→ **Work required**
Can you turn the listing, from the line containing "Can you spot the folded" down through the line containing "x=771, y=399", into a Markdown table? Use a column named No. for the row number and a column named Text for the line, and leave out any blank lines.

→ **Dataset excerpts**

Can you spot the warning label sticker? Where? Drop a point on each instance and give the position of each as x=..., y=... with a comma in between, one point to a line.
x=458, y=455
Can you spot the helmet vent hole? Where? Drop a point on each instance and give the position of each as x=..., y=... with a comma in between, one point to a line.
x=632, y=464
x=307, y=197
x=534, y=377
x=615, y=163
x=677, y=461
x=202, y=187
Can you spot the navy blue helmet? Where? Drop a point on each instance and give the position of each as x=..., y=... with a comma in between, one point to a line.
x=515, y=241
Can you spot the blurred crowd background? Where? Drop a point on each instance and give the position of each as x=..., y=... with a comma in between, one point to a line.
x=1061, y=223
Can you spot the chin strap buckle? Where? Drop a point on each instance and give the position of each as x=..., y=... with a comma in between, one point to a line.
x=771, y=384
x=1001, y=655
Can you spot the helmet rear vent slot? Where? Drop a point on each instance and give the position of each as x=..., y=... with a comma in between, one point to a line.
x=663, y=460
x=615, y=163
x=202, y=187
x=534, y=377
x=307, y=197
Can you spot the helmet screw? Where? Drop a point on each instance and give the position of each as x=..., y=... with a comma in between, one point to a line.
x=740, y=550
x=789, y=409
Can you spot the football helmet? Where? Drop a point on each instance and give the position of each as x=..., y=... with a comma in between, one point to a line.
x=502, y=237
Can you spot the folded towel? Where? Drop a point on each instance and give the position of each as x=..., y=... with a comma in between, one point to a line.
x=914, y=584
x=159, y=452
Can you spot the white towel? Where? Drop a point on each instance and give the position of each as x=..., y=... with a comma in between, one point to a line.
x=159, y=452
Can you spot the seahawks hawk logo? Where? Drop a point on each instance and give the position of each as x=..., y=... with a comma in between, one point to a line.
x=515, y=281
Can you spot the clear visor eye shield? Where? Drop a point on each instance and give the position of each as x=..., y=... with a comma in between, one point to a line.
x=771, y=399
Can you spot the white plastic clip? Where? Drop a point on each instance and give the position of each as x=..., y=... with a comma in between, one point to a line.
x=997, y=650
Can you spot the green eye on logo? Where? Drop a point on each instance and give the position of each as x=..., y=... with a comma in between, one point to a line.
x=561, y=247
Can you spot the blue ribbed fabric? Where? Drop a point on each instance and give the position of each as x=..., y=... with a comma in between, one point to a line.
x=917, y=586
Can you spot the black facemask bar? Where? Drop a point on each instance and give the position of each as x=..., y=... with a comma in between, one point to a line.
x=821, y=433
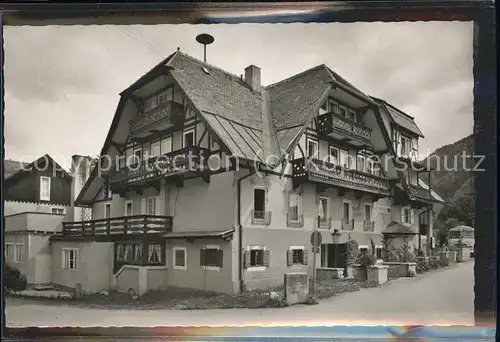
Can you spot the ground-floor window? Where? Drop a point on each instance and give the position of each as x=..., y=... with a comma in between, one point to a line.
x=211, y=257
x=180, y=258
x=333, y=255
x=70, y=258
x=297, y=255
x=14, y=252
x=256, y=257
x=139, y=253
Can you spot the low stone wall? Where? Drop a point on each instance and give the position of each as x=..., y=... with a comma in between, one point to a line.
x=406, y=269
x=325, y=274
x=296, y=287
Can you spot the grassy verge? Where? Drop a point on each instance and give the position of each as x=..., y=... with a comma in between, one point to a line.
x=187, y=299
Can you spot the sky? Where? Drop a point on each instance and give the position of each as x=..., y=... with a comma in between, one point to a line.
x=62, y=83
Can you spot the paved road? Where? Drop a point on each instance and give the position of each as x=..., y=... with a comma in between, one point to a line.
x=443, y=296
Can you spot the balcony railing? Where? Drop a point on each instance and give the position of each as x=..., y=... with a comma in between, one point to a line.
x=420, y=192
x=168, y=113
x=335, y=123
x=324, y=172
x=368, y=226
x=189, y=159
x=137, y=224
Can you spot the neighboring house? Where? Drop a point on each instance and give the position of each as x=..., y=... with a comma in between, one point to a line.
x=38, y=198
x=209, y=184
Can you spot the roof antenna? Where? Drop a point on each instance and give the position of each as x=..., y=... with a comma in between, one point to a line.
x=205, y=39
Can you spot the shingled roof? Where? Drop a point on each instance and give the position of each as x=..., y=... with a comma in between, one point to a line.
x=402, y=119
x=11, y=167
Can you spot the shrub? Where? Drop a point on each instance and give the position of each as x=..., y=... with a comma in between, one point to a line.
x=13, y=279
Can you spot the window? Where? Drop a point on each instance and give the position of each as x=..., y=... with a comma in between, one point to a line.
x=351, y=115
x=70, y=258
x=406, y=215
x=154, y=254
x=296, y=255
x=44, y=188
x=151, y=206
x=211, y=257
x=363, y=249
x=180, y=262
x=188, y=138
x=293, y=207
x=405, y=146
x=129, y=208
x=343, y=111
x=334, y=155
x=259, y=203
x=107, y=210
x=324, y=209
x=58, y=211
x=346, y=212
x=156, y=149
x=166, y=145
x=368, y=212
x=14, y=252
x=345, y=161
x=137, y=156
x=361, y=163
x=214, y=145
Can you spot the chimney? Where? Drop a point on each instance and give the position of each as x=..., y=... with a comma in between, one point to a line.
x=252, y=77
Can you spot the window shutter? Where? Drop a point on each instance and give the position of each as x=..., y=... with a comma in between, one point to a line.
x=289, y=257
x=220, y=258
x=202, y=257
x=305, y=257
x=246, y=257
x=266, y=258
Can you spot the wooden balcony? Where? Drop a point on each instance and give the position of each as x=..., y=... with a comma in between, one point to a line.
x=317, y=171
x=188, y=162
x=167, y=115
x=336, y=126
x=119, y=226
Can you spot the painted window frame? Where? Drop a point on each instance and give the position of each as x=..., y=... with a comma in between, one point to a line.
x=328, y=213
x=314, y=142
x=266, y=194
x=211, y=268
x=364, y=211
x=127, y=202
x=299, y=207
x=256, y=268
x=174, y=258
x=349, y=202
x=330, y=148
x=49, y=185
x=107, y=204
x=185, y=133
x=295, y=248
x=66, y=261
x=162, y=145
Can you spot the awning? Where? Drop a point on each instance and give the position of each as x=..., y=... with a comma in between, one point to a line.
x=396, y=228
x=222, y=234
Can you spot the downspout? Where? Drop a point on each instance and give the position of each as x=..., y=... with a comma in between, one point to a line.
x=240, y=229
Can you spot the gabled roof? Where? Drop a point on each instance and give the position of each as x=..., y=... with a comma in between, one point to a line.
x=400, y=118
x=10, y=167
x=24, y=167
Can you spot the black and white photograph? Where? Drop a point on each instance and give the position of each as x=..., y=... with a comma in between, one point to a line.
x=251, y=174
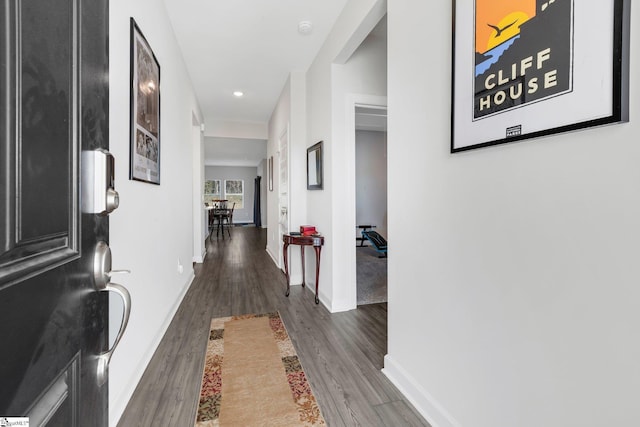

→ **Result of the task**
| No. | Text |
|---|---|
| 1 | Can you spot the folded towel? Where? Drop a point on each instance and give the position of each as x=..., y=... with a comma in between, one point to a line. |
| 2 | x=914, y=584 |
| 3 | x=159, y=452 |
| 4 | Can you spot the white towel? Where? Drop a point on each instance and give the position of each as x=..., y=... with a comma in between, one point to a line. |
| 5 | x=159, y=452 |
| 6 | Can you spot the seahawks hawk logo? Where? Drop a point on each instance and give the position of each as x=..., y=... with a comma in between, one point to a line. |
| 7 | x=515, y=281 |
| 8 | Can you spot the clear visor eye shield? Where? Drop a point on each instance and give the position of each as x=..., y=... with a comma in between, one point to a line. |
| 9 | x=771, y=399 |